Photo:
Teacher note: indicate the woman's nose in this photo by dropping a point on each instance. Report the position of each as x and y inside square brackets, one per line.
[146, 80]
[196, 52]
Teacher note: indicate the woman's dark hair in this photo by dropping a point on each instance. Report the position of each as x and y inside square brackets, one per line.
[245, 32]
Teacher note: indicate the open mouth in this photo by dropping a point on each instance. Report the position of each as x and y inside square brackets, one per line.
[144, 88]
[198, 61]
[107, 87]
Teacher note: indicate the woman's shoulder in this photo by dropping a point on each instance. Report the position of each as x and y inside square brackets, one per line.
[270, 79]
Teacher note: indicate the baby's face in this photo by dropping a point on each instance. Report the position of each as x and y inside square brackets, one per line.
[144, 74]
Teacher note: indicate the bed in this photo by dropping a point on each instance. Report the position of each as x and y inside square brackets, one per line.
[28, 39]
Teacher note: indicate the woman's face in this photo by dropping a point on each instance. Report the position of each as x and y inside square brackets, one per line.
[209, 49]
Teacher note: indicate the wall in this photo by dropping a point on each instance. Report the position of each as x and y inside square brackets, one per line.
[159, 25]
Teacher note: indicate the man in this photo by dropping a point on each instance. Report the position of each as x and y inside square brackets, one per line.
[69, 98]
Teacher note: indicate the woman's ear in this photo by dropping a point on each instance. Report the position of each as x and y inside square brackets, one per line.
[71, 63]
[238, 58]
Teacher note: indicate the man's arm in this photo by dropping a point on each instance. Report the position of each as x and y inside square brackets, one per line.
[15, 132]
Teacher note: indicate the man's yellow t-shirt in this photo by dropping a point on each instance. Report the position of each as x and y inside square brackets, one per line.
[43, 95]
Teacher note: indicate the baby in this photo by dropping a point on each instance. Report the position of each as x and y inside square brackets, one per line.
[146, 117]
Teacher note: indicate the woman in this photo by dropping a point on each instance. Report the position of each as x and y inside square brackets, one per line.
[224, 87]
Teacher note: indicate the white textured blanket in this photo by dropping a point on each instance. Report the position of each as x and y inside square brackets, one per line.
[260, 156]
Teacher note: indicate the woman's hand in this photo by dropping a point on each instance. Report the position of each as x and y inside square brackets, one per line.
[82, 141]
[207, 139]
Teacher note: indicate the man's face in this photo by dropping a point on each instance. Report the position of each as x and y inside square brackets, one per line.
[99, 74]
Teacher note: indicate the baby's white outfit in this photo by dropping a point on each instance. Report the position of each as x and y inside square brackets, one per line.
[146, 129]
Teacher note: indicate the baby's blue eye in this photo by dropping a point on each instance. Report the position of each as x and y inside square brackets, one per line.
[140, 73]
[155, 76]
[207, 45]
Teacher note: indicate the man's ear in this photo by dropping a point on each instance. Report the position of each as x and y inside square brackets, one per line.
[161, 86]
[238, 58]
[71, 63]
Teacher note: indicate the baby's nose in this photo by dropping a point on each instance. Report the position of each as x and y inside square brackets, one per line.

● What the task asks: Extract all lines as given.

● Task result:
Photo:
Teacher note: indicate the woman's nose in this photo by dropping a point on each instance. Report the position of each as x and y inside square brackets, one per line.
[146, 80]
[196, 52]
Teacher note: indicate the woman's dark hair in this photo by dropping a point on each instance. Report the position of each as x and y inside square brackets, one per line.
[245, 32]
Teacher note: indicate the open mouth in this photo by dropping a point on each instance. Report the position of each as x and y inside square brackets, one per line.
[144, 88]
[198, 61]
[107, 87]
Teacher note: indicate the woman's shoulder in this photo by dropping a point on each instance. Report the position of each as x and y inside square brackets, one per line.
[270, 79]
Teacher note: indicate the baby's face in this photo by dropping a point on each instance. Report the position of each as x and y inside square brackets, one per line.
[144, 74]
Teacher note: indicate the bed in this photo by dropping a point on each instance. Report the position of each as x and y inside square brackets, one per line.
[28, 39]
Teacher note: indicate the woman's face in this photo by dropping a point on each instance. Report the position of each as x and y inside square brackets, one per line.
[209, 49]
Teacher note: indicate the wall in this photo by dropping a point on each instance. Report the position of each as x and y inside square brackets, one per line.
[159, 25]
Teacher note: indicate the man in this photo by dropping a point on each instance. Report the position of each as x and y inside square brackets, one per line.
[69, 98]
Teacher note: indicate the woman's ear in this photo by dropping a point on each instance. Report the position of each as x and y inside square brackets, one per line.
[71, 63]
[238, 58]
Teacher note: indicate the man's arm in this photo by dropping a point on each instance. Report the position of each as x and y inside square brackets, one per line.
[15, 132]
Teacher note: indicate the man's yellow t-shirt in this photo by dropping a point on each instance. Report the position of each as x and y inside square brackets, one per line.
[43, 95]
Teacher note: indicate the baby in this photo by dropping a point on each instance. Report the position of each as x and y inside square brackets, one per line.
[146, 117]
Teacher note: indicate the woman in this photo by dropping a point on each instance. Report the position of each as x and y inside square brackets, one per line.
[224, 87]
Teacher note: indicate the white textured blanket in this photo by dropping a point on each instance. Report the position of each as x and y inside square brackets, one per line.
[260, 156]
Teacher note: indicate the woman's hand in this photo by dropping a point on each instance. Report the position of each as x and y inside square brackets, one per line.
[82, 141]
[207, 139]
Teacher note: indicate the man's face in this photo by dropping a point on each instance. Report the position of each as x and y inside square brackets, one per line.
[99, 74]
Teacher note: indicate the baby's white outfit in this photo by dropping a point on each instance. Report the position of each as x and y inside square brackets, one per line.
[146, 129]
Teacher note: indicate the baby's blue eye in this photo by dropping a point on each instance. Report the position of each as x and y inside square brackets, one per line.
[140, 73]
[155, 76]
[207, 45]
Teacher note: indicate the man's ear in this photo by dropping a point on each instance. Report the position of each as x and y inside square brackets, one per line.
[161, 86]
[238, 58]
[71, 63]
Teacher note: indicate the baby's nose in this photo by dropping a point on each instance. Report the position of each as x and y inside square brackets, one per line.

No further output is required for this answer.